EXERCISE TASK
Transcribe the material in full, exactly as written.

INPUT RECORDS
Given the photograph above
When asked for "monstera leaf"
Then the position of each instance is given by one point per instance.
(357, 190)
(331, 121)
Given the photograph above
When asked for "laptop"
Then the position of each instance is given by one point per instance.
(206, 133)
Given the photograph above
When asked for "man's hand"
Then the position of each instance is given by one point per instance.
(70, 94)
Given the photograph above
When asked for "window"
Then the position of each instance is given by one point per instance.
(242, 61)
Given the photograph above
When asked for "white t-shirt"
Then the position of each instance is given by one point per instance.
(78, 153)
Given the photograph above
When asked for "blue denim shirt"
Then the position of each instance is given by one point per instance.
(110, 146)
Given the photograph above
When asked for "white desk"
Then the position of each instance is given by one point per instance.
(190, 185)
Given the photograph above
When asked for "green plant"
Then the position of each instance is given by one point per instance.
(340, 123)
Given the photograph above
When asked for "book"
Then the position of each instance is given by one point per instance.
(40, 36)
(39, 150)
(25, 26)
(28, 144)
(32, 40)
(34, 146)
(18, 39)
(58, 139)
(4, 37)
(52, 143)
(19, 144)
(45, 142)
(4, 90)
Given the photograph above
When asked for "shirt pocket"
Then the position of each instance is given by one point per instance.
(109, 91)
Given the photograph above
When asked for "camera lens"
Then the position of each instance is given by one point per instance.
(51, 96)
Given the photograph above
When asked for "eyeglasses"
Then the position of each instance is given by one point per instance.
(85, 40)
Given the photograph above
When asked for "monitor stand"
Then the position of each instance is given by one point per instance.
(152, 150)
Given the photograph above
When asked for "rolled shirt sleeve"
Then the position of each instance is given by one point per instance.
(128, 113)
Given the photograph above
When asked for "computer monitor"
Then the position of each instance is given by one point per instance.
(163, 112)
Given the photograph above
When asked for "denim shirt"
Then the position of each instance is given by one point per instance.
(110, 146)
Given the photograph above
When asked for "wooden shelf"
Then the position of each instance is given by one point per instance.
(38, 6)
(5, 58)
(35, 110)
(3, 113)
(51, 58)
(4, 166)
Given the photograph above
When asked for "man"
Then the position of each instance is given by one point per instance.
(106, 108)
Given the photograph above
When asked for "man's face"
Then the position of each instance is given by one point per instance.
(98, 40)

REPLY TO THE EXERCISE
Given the photograph above
When asked for "monstera leaf"
Then the position of each instance is given by one point per instance.
(357, 190)
(331, 121)
Given the photograph above
When asked for "laptop"
Then the position of each instance is given by one point per instance.
(206, 133)
Given the photograph above
When asked for "man's hand"
Then the position of each instance is given by one point per instance.
(70, 94)
Given the photograph above
When asked for "window"
Then the position of each instance is given by one point per instance.
(242, 61)
Given the photograph above
When asked for "white t-shirt"
Then the position of each instance is given by one point per instance.
(78, 153)
Given the photograph above
When asked for "blue denim shirt"
Then the position of each instance is given by one point per instance.
(110, 146)
Given the photograph above
When asked for "white desk"
Then the position of each instance is given by one point per instance.
(190, 185)
Given the photograph above
When asked for "green plant"
Then the position of each instance is given by one point per instance.
(340, 123)
Given the photograph above
When asked for "book"
Then the position of each instance is given by one point per instance.
(40, 36)
(39, 150)
(25, 26)
(28, 144)
(32, 40)
(34, 146)
(18, 39)
(58, 139)
(4, 37)
(52, 143)
(19, 144)
(45, 142)
(4, 90)
Given the photograph above
When asked for "shirt pocket"
Then the position of each instance is given by one point per instance.
(109, 91)
Given the photograph above
When asked for "camera lens"
Then the position of each instance is given by one point per instance.
(51, 96)
Given the photograph above
When asked for "eyeglasses"
Then the position of each instance is given by one point per instance.
(85, 40)
Given the photograph above
When asked for "monitor stand"
Then the position of each instance is given by one point per instance.
(152, 150)
Given the photograph above
When asked for "rolled shirt sleeve"
Then the position of each instance is given by one point per instance.
(128, 113)
Given the photograph above
When asked for "computer monitor"
Then the position of each instance is given by one point per instance.
(163, 112)
Given the photograph above
When asked for "denim shirt"
Then the position of each instance is given by one point per instance.
(110, 146)
Given the photograph above
When asked for "wooden shelf"
Then the position of each instance is given by one point per instance.
(38, 6)
(5, 58)
(35, 110)
(3, 113)
(51, 58)
(4, 166)
Given the photograph above
When asked for "man"
Then the position of each instance is given by one point per instance.
(106, 108)
Given the photograph above
When asked for "man's face"
Then the position of each instance is given by one point per instance.
(98, 40)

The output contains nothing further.